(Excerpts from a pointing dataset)

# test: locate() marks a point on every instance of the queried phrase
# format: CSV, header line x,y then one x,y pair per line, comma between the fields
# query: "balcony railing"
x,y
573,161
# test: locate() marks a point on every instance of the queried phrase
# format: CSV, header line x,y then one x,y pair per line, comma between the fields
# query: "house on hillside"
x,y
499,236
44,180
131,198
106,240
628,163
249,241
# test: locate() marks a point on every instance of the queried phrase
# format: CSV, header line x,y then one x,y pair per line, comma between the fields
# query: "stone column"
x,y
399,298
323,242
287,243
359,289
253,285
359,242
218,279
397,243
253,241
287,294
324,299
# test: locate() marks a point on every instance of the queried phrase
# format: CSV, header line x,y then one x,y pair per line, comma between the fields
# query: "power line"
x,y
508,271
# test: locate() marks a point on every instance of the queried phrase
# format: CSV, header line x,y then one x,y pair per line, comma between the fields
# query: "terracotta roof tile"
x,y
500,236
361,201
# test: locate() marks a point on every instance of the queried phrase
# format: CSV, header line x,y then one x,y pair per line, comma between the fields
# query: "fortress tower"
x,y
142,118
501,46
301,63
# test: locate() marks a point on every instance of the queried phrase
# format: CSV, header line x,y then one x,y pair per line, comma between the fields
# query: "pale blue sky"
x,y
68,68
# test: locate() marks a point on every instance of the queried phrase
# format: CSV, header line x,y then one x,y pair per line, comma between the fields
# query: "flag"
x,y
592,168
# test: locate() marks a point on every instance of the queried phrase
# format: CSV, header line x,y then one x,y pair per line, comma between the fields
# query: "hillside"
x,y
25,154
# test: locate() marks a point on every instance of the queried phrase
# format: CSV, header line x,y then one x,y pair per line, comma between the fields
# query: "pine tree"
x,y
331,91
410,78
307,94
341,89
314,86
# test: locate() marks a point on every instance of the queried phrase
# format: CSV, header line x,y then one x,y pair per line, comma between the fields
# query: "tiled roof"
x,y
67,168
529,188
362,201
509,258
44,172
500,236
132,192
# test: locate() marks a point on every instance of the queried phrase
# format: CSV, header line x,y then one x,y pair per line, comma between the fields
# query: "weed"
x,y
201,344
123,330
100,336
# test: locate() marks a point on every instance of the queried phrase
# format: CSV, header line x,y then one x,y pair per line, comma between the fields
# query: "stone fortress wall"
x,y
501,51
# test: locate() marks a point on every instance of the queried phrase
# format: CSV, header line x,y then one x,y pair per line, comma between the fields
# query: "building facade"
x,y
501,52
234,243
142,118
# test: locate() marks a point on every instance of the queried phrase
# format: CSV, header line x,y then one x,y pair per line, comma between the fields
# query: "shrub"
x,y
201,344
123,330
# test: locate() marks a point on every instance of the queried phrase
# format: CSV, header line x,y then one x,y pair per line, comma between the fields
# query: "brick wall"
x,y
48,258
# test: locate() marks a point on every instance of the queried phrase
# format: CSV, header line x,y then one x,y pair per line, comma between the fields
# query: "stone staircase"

## Aim
Copy each line of the data above that contains the string "roof", counting only matches with the same letter case.

## Expected answer
# query: "terracotta roof tile"
# query: "tiled roof"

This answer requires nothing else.